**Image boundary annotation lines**

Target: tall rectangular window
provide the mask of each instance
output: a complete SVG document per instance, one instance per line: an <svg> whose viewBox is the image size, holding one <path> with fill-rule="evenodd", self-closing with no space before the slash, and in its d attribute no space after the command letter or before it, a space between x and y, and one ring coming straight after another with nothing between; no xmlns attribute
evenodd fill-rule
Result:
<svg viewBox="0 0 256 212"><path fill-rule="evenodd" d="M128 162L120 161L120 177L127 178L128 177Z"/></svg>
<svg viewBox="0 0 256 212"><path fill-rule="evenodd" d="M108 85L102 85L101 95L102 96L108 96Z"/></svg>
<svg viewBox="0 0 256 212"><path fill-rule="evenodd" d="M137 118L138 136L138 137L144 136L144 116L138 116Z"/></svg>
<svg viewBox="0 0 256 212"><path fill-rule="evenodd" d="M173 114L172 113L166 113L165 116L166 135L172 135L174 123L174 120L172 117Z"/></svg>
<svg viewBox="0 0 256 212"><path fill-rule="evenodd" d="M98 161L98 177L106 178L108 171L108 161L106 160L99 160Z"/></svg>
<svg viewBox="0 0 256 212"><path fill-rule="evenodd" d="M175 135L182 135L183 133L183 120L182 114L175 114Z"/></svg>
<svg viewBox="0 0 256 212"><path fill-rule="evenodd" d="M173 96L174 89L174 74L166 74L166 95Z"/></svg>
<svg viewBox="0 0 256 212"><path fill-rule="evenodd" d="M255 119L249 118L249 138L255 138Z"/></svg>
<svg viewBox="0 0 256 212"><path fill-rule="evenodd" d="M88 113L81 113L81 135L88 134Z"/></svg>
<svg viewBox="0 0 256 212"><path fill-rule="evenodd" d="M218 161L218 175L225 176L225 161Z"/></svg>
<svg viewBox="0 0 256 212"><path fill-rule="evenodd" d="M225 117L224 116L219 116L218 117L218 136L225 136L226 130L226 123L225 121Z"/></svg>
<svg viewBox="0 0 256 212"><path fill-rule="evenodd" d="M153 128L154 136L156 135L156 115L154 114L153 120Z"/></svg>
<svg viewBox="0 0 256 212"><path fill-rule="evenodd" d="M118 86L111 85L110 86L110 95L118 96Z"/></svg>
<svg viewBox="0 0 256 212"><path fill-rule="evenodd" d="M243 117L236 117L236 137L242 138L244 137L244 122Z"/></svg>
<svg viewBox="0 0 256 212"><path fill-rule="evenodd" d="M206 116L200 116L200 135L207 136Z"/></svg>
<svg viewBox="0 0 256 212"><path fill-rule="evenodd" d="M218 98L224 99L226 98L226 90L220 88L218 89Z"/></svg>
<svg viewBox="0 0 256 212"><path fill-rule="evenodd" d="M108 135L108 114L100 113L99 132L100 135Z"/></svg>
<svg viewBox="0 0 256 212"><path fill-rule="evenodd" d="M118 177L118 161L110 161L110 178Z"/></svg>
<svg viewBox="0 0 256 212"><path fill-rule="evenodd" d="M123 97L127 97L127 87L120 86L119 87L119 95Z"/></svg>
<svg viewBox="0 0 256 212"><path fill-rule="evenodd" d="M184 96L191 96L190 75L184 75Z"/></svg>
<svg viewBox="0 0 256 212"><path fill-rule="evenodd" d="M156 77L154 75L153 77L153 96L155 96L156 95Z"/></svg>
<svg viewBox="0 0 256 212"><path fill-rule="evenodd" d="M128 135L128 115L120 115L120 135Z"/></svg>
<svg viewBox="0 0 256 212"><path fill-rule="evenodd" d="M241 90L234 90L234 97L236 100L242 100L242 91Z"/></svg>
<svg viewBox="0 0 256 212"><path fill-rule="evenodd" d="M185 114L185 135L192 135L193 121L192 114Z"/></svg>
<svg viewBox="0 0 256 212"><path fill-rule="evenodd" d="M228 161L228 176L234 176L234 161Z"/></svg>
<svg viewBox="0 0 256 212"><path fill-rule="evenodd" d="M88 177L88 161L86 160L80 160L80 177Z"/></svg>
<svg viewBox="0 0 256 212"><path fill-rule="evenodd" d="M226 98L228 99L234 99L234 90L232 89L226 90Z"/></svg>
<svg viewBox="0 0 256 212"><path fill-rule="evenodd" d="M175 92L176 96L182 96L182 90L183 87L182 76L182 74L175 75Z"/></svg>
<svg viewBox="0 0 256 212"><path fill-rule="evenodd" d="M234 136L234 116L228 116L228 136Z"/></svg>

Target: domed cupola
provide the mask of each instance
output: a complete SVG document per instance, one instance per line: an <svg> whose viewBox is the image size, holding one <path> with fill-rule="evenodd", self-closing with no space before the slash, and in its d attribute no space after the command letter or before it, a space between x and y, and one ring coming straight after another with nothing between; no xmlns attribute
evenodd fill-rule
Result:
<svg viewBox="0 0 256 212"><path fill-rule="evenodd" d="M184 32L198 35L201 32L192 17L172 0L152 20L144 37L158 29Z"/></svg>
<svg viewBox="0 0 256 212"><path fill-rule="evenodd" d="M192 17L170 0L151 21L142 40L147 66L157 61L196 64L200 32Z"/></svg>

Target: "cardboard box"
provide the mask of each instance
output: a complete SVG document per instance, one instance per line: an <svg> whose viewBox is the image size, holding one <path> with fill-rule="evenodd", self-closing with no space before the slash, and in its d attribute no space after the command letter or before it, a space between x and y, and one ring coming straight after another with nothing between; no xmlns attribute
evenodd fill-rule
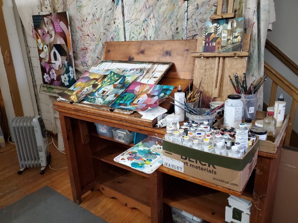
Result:
<svg viewBox="0 0 298 223"><path fill-rule="evenodd" d="M241 158L195 150L163 140L164 166L237 191L244 188L257 163L258 139Z"/></svg>
<svg viewBox="0 0 298 223"><path fill-rule="evenodd" d="M298 222L298 149L283 147L287 149L282 150L272 223Z"/></svg>

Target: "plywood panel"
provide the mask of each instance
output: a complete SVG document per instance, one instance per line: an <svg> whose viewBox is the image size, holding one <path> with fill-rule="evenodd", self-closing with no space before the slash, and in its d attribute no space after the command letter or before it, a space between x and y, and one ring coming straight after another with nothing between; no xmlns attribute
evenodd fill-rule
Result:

**THE REQUEST**
Rewrite all the lines above, swapping "provide the mask" for "return the outline" everywhere it occurs and keeping everything else unchanged. Leave the pictures out of your answer.

**COMPLETED TASK**
Target: tall rectangular window
return the outline of each instance
output: a complete SVG document per instance, one instance per line: an <svg> whose viewBox is the image size, holding one <path> with fill-rule="evenodd", self-closing with no space before the slash, and in its d attribute no space after the command letter or before it, a space between x and y, and one ring coming straight after another with nothing between; no xmlns attribute
evenodd fill-rule
Result:
<svg viewBox="0 0 256 212"><path fill-rule="evenodd" d="M128 162L120 161L120 177L127 178L128 177Z"/></svg>
<svg viewBox="0 0 256 212"><path fill-rule="evenodd" d="M108 85L102 85L101 95L102 96L108 96Z"/></svg>
<svg viewBox="0 0 256 212"><path fill-rule="evenodd" d="M137 118L138 136L138 137L144 136L144 116L138 116Z"/></svg>
<svg viewBox="0 0 256 212"><path fill-rule="evenodd" d="M173 114L172 113L166 113L165 116L166 135L172 135L174 123L174 120L172 117Z"/></svg>
<svg viewBox="0 0 256 212"><path fill-rule="evenodd" d="M98 161L98 177L106 178L108 171L108 161L106 160L99 160Z"/></svg>
<svg viewBox="0 0 256 212"><path fill-rule="evenodd" d="M175 135L182 135L183 133L183 120L182 114L175 114Z"/></svg>
<svg viewBox="0 0 256 212"><path fill-rule="evenodd" d="M173 96L174 89L174 74L166 74L166 95Z"/></svg>
<svg viewBox="0 0 256 212"><path fill-rule="evenodd" d="M255 119L249 118L249 138L255 138Z"/></svg>
<svg viewBox="0 0 256 212"><path fill-rule="evenodd" d="M88 113L81 113L81 135L88 134Z"/></svg>
<svg viewBox="0 0 256 212"><path fill-rule="evenodd" d="M218 161L218 175L225 176L225 161Z"/></svg>
<svg viewBox="0 0 256 212"><path fill-rule="evenodd" d="M225 117L224 116L219 116L218 117L218 136L225 136L226 130L226 123L225 121Z"/></svg>
<svg viewBox="0 0 256 212"><path fill-rule="evenodd" d="M153 128L154 136L156 135L156 115L154 114L153 120Z"/></svg>
<svg viewBox="0 0 256 212"><path fill-rule="evenodd" d="M118 86L111 85L110 86L110 95L118 96Z"/></svg>
<svg viewBox="0 0 256 212"><path fill-rule="evenodd" d="M243 117L236 117L236 137L242 138L244 137L244 122Z"/></svg>
<svg viewBox="0 0 256 212"><path fill-rule="evenodd" d="M206 116L200 116L200 135L207 136Z"/></svg>
<svg viewBox="0 0 256 212"><path fill-rule="evenodd" d="M218 98L224 99L226 98L226 90L220 88L218 89Z"/></svg>
<svg viewBox="0 0 256 212"><path fill-rule="evenodd" d="M108 135L108 114L100 113L99 132L100 135Z"/></svg>
<svg viewBox="0 0 256 212"><path fill-rule="evenodd" d="M118 177L118 161L110 161L110 178Z"/></svg>
<svg viewBox="0 0 256 212"><path fill-rule="evenodd" d="M123 97L127 97L127 87L120 86L119 87L119 95Z"/></svg>
<svg viewBox="0 0 256 212"><path fill-rule="evenodd" d="M184 96L191 96L190 75L184 75Z"/></svg>
<svg viewBox="0 0 256 212"><path fill-rule="evenodd" d="M156 77L154 75L153 77L153 96L155 96L156 95Z"/></svg>
<svg viewBox="0 0 256 212"><path fill-rule="evenodd" d="M128 135L128 115L120 115L120 135Z"/></svg>
<svg viewBox="0 0 256 212"><path fill-rule="evenodd" d="M241 90L234 90L234 97L236 100L242 100L242 91Z"/></svg>
<svg viewBox="0 0 256 212"><path fill-rule="evenodd" d="M185 114L185 135L192 135L193 121L192 114Z"/></svg>
<svg viewBox="0 0 256 212"><path fill-rule="evenodd" d="M228 161L228 176L234 176L234 161Z"/></svg>
<svg viewBox="0 0 256 212"><path fill-rule="evenodd" d="M88 177L88 161L86 160L80 160L80 177Z"/></svg>
<svg viewBox="0 0 256 212"><path fill-rule="evenodd" d="M226 98L228 99L234 99L234 90L232 89L226 90Z"/></svg>
<svg viewBox="0 0 256 212"><path fill-rule="evenodd" d="M175 92L176 96L182 96L182 90L183 87L182 76L182 74L175 75Z"/></svg>
<svg viewBox="0 0 256 212"><path fill-rule="evenodd" d="M234 136L234 116L228 116L228 136Z"/></svg>

Target: domed cupola
return the outline of each instance
output: a complete SVG document per instance, one instance per line: an <svg> whose viewBox is the image size, holding one <path> with fill-rule="evenodd", self-closing with no space before the slash, and in its d attribute no space after the command letter or before it, a space between x and y, and one ring coming straight after another with nothing between; no xmlns attribute
evenodd fill-rule
Result:
<svg viewBox="0 0 256 212"><path fill-rule="evenodd" d="M184 32L198 35L201 32L192 17L172 0L152 20L144 37L158 29Z"/></svg>
<svg viewBox="0 0 256 212"><path fill-rule="evenodd" d="M192 17L170 0L151 21L142 40L147 66L157 61L196 64L200 32Z"/></svg>

Target: "cardboard box"
return the outline of each instance
output: a complete SVG document per instance, one instance per line: an <svg> whose viewBox is the image size, holding one <path> with fill-rule="evenodd", self-closing with no space before the slash, and in its d attribute no space after the command letter or before it, a space between x and y, and one ring coming straight after another with nothing between; no xmlns attribute
evenodd fill-rule
Result:
<svg viewBox="0 0 298 223"><path fill-rule="evenodd" d="M241 158L195 150L163 140L164 166L237 191L244 188L257 163L258 139Z"/></svg>
<svg viewBox="0 0 298 223"><path fill-rule="evenodd" d="M298 222L298 149L283 147L287 149L282 150L272 223Z"/></svg>

Target: "plywood panel"
return the outline of each instance
output: a complete SVG document per instance, one instance per line: an <svg> whose viewBox is the image size, holding one <path> with fill-rule="evenodd", self-closing with no space before the slash, and in its d attribute no space after the command letter or before it, a space between x and y, and one ring coming straight after another with nothing between; no xmlns attribute
evenodd fill-rule
Result:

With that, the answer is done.